# Short problem
Rewrite all of the records below, replacing every occurrence of "golden brown crust" with "browned topping" and leaving everything else the same.

==============================

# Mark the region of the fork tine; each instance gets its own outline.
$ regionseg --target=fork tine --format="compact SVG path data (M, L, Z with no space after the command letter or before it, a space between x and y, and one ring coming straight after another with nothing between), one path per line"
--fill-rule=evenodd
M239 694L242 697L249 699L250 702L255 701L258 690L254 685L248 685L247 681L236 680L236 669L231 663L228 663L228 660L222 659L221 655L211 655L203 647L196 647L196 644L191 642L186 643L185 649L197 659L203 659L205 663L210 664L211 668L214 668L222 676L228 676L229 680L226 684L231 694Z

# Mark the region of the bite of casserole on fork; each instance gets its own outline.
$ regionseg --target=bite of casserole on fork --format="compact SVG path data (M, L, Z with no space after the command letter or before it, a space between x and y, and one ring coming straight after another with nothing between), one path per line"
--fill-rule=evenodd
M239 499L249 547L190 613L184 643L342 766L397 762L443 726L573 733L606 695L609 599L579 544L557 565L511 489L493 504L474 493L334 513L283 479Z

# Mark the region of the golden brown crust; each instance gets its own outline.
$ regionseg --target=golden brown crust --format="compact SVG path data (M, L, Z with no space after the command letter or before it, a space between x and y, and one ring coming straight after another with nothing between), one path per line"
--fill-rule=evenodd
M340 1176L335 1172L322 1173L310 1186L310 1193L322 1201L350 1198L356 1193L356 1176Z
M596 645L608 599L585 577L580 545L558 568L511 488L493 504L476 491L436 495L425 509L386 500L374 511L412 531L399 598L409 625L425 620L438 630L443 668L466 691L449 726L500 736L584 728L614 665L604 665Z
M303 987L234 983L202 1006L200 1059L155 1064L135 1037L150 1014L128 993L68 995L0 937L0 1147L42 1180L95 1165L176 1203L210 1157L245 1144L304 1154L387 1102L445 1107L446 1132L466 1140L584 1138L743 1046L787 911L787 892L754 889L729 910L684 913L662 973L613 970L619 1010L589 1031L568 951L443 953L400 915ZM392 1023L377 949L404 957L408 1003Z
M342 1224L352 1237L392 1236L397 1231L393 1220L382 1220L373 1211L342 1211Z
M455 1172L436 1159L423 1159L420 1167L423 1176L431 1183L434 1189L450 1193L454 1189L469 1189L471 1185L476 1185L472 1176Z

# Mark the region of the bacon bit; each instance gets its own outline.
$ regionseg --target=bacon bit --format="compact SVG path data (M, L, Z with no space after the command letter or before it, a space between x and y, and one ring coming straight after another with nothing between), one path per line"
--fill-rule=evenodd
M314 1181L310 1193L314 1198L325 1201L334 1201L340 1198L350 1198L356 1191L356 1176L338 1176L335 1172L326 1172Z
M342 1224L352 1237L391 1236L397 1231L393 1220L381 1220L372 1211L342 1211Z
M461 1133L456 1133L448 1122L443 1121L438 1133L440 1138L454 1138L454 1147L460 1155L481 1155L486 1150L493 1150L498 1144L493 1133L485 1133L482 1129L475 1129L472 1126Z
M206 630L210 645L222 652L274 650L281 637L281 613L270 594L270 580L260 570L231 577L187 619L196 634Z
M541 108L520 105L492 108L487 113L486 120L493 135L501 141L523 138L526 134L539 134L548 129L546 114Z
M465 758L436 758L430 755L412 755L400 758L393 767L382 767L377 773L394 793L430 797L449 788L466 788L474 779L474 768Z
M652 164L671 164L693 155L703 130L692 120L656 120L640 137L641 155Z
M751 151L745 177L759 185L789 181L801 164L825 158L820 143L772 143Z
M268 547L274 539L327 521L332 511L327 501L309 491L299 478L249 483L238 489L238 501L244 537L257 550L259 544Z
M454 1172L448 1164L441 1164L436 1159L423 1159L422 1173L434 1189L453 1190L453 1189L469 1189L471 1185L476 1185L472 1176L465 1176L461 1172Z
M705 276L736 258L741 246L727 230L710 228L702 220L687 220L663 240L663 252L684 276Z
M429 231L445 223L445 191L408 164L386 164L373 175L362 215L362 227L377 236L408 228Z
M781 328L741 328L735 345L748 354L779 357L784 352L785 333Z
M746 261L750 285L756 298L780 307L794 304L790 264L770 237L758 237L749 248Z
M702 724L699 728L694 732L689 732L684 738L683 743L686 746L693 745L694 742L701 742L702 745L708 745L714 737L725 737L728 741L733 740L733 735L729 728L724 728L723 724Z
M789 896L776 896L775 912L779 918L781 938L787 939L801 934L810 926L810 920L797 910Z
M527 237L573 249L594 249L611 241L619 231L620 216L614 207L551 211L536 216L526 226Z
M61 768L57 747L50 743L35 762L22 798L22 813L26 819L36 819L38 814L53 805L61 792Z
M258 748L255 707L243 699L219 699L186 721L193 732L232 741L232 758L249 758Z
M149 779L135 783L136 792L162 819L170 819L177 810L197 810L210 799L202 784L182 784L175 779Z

==============================

# Result of the task
# Mark the region of the fork tine; each instance gets its own outline.
$ regionseg --target=fork tine --format="compact SVG path data (M, L, Z with no space after the command letter or before it, a space between x and y, and one ring coming straight after another with nothing between), one path per line"
--fill-rule=evenodd
M239 694L242 697L249 699L250 702L255 701L258 690L254 685L248 685L247 681L236 680L236 669L231 663L228 663L228 660L222 659L221 655L211 655L203 647L196 647L196 644L191 642L186 643L185 649L197 659L203 659L205 663L210 664L211 668L214 668L222 676L228 676L229 680L226 684L231 694Z

# Mark the region of the bite of casserole on fork; each instance gets its own outline.
$ regionseg --target=bite of casserole on fork --format="compact SVG path data (M, L, Z with no space after the command letter or before it, a space between x and y, and one ring coming straight after another with nothing between), one path per line"
--fill-rule=evenodd
M239 499L249 547L190 613L184 643L342 766L397 762L443 726L573 733L606 695L609 599L579 544L557 565L511 489L493 504L474 493L334 513L283 479Z

# Mark the region of the browned topping; each instance gets its own outline.
$ regionseg --target=browned topping --format="compact SVG path data (M, L, Z with no space after the command letter or before it, a space between x and y, and one ring coming straight after another with nothing between), one path per line"
--fill-rule=evenodd
M340 1176L335 1172L322 1173L310 1186L310 1193L322 1201L350 1198L356 1193L356 1176Z
M596 645L608 599L585 577L580 545L558 568L511 488L493 504L476 491L436 495L425 509L386 500L374 511L412 531L399 598L409 625L425 620L438 630L443 668L466 691L449 726L500 736L584 728L614 665L604 665Z
M303 987L234 983L202 1006L200 1059L155 1064L135 1037L150 1014L128 993L68 995L0 937L0 1147L42 1180L95 1165L176 1203L210 1157L245 1144L304 1154L387 1102L445 1107L446 1132L466 1140L584 1138L743 1046L787 911L787 892L754 889L729 910L684 913L662 973L613 970L619 1010L589 1031L568 951L443 953L400 915ZM392 1023L377 949L404 957L408 1003Z
M342 1224L352 1237L392 1236L397 1231L393 1220L382 1220L373 1211L342 1211Z
M455 1172L436 1159L423 1159L420 1167L423 1176L431 1183L434 1189L450 1193L454 1189L469 1189L471 1185L476 1185L472 1176Z

# Mark the region of the bacon bit; each instance gets its own outline.
$ regionseg --target=bacon bit --format="compact SVG path data (M, L, Z with no space after the command letter or before it, a space between x and y, and one ring coming straight after another with nothing between), one path per line"
--fill-rule=evenodd
M314 1181L310 1193L314 1198L325 1201L334 1201L340 1198L350 1198L356 1191L356 1176L338 1176L335 1172L326 1172Z
M342 1224L352 1237L391 1236L397 1231L393 1220L381 1220L372 1211L342 1211Z
M461 1133L456 1133L448 1122L443 1121L438 1133L440 1138L454 1138L454 1147L460 1155L481 1155L486 1150L493 1150L498 1144L493 1133L485 1133L482 1129L475 1129L472 1126Z
M206 630L210 645L222 652L274 650L281 637L281 613L270 594L270 580L260 570L231 577L187 619L196 634Z
M541 108L520 105L492 108L487 113L486 120L493 135L501 141L523 138L526 134L539 134L548 129L546 114Z
M465 758L436 758L430 755L412 755L400 758L393 767L382 767L377 773L394 793L430 797L449 788L466 788L474 779L474 768Z
M652 164L671 164L693 155L703 130L692 120L656 120L640 137L641 155Z
M751 151L745 177L759 185L789 181L801 164L825 158L820 143L772 143Z
M268 547L274 539L327 521L332 511L327 501L309 491L299 478L249 483L238 489L238 501L244 537L257 550L259 544Z
M454 1172L448 1164L441 1164L436 1159L423 1159L422 1173L434 1189L453 1190L453 1189L469 1189L471 1185L476 1185L472 1176L465 1176L461 1172Z
M705 276L736 258L741 246L727 230L710 228L702 220L687 220L663 240L663 252L684 276Z
M429 231L445 223L445 191L408 164L386 164L373 175L362 215L362 227L377 236L408 228Z
M781 328L741 328L735 345L748 354L779 357L784 352L785 333Z
M746 261L750 285L756 298L780 307L794 304L790 264L770 237L758 237L749 248Z
M702 724L699 728L694 732L689 732L684 738L683 743L686 746L693 745L694 742L701 742L702 745L708 745L714 737L725 737L728 741L733 740L733 735L729 728L724 728L723 724Z
M789 896L776 896L775 912L779 918L781 938L787 939L801 934L810 926L810 920L797 910Z
M527 237L573 249L594 249L611 241L619 231L620 216L614 207L551 211L536 216L526 226Z
M61 768L57 747L50 743L35 762L22 798L22 813L26 819L36 819L38 814L53 805L61 792Z
M258 748L255 707L243 699L219 699L186 721L193 732L232 741L232 758L249 758Z
M149 779L135 783L136 792L162 819L170 819L177 810L197 810L210 799L202 784L182 784L175 779Z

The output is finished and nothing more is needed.